**** Testo da analizzare
Federico Perna, il “morto vagante” nelle carceri fuorilegge


  • Florence Ursino

Muore, Federico, in una cella di undici metri quadrati. Lui era l'undicesimo 'inquilino'. C'è la tossicodipendenza, ci sono piccoli reati, c'è la cattiva salute. Ci sono le foto di un corpo martoriato, sanguinante, livido. E ci sono le ombre di un altro Federico, di uno Stefano, di un Giuseppe. Ecco a voi l'ennesimo decesso nelle patrie galere - il 139esimo dall'inizio dell'anno -, l'ultima vittima dello Stato.

 

Federico Perna era un 34enne della provincia di Latina, detenuto nel carcere di Poggioreale dove era arrivato circa due anni fa, dopo una lunga via crucis che lo aveva visto rinchiuso nelle prigioni di Velletri, Cassino, Viterbo, Secondigliano, Benevento.

 

Nove anni in tutto, quelli da scontare per diverse condanne; tre, quelli già passati a rimbalzare da un istituto all'altro: “Il carcere al momento non è compatibile con lo stato di salute del detenuto ed è peggiorativo della sua salute; tale situazione necessita di approfondimento clinico-diagnostico in ambiente ospedaliero” diceva un referto di due anni fa. “Si ribadisce l'inadeguatezza all'allocazione in una sezione detentiva comune”, ribadisce un altro referto tempo dopo: sì, perchè Federico era malato di cirrosi epatica e di epatite C cronica, aveva problemi di coagulazione del sangue e disturbi psichici.
********
**** Righe fornite
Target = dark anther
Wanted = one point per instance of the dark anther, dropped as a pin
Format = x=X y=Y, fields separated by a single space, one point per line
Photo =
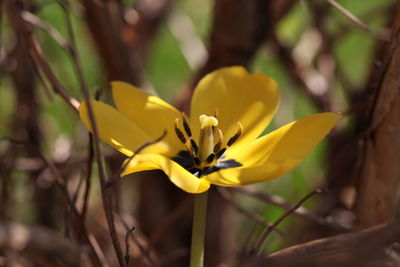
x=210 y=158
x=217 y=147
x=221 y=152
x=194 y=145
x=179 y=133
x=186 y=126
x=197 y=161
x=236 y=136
********
**** Righe fornite
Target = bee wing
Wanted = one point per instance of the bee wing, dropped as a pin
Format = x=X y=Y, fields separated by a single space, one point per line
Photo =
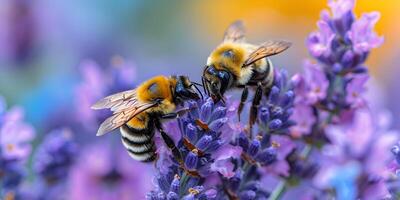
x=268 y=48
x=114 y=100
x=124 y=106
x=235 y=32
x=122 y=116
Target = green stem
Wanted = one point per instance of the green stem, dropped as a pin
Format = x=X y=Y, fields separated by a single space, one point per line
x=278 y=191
********
**Compito 1**
Ripeta fedelmente il passo dell'articolo su Federico Perna che va da "Nove anni in" fino a "e disturbi psichici.".
**Compito 2**
Risponda alle seguenti domande sull'articolo su Federico Perna:
(a) Quanti metri quadrati misurava la cella in cui è morto Federico?
(b) In quale carcere era detenuto, arrivato circa due anni prima?
(c) Quanti anni di pena doveva scontare in tutto?
**Compito 3**
Prosegua l'articolo su Federico Perna a partire dal punto in cui si interrompe.
Le righe riportate provengono da una fonte diversa da quella del testo.

**Risposta 1**
Nove anni in tutto, quelli da scontare per diverse condanne; tre, quelli già passati a rimbalzare da un istituto all'altro: “Il carcere al momento non è compatibile con lo stato di salute del detenuto ed è peggiorativo della sua salute; tale situazione necessita di approfondimento clinico-diagnostico in ambiente ospedaliero” diceva un referto di due anni fa. “Si ribadisce l'inadeguatezza all'allocazione in una sezione detentiva comune”, ribadisce un altro referto tempo dopo: sì, perchè Federico era malato di cirrosi epatica e di epatite C cronica, aveva problemi di coagulazione del sangue e disturbi psichici.

**Risposta 2**
(a) Undici metri quadrati.
(b) Nel carcere di Poggioreale.
(c) Nove anni.

**Risposta 3**
Così, per 'alleviare' i sintomi, gli venivano somministrati psicofarmaci e tranqullanti, in dosi massicce. Nonostante il parere dei medici, però, i magistrati non lo ritengono incompatibile con il carcere, e la non vita di Federico va avanti nel suo metro quadro, in una struttura simbolo dello stato di degrado degli istituti di pena nostrani, fino all'8 novembre. Quel giorno, dopo “una settimana che sputava sangue” e dopo l'ennesima richiesta di essere ricoverato, alla fine, Perna è morto come si è ormai tristemente abituati a sentire: in circostanze ancora da chiarire.

 

I risultati dell'autopsia, eseguita il 14 novebre, non sono ancora disponibili. “Mi hanno detto che era morto nell'infermeria del carcere – spiega la mamma di Federico, Nobila Scafuro – poi in ambulanza, poi nel reparto ospedaliero del Federico II di Napoli. Ho telefonato alla direzione del carcere, vivendo a 300 chilometri di distanza, non mi sono stati neanche a sentire. Io mi sono dovuta andare a cercare il morto vagante”.

 

E ora è ciò che è 'doveroso', che vaga, da un'istituzione all'altra: l’Amministrazione Penitenziaria ha avviato un’indagine ispettiva; l'inchiesta giudiziaria è in svolgimento; un deputato del Movimento 5 Stelle, Salvatore Micillo, ha presentato un'interrogazione parlamentare; la ministra della Giustizia, Annamaria Cancellieri, ha disposto l'apertura di una “rigorosa indagine amministrativa interna” sulla vicenda.

 

Si corre ai ripari, ora, mentre gli occhi guardano ancora una volta le immagini indecenti di un uomo macellato, di un figlio la cui madre decide si esporre la morte perchè non sia possibile nascondere la verità. Una verità fine a se stessa, verrebbe da pensare: che serve, infatti, denunciare abusi, negligenza, violenza, abbandono? Le leggi liberticide rimarranno lì, così come le strutture fatiscenti e le celle sovraffollate; i torturatori continueranno a torturare, e il sistema penale a perdonare.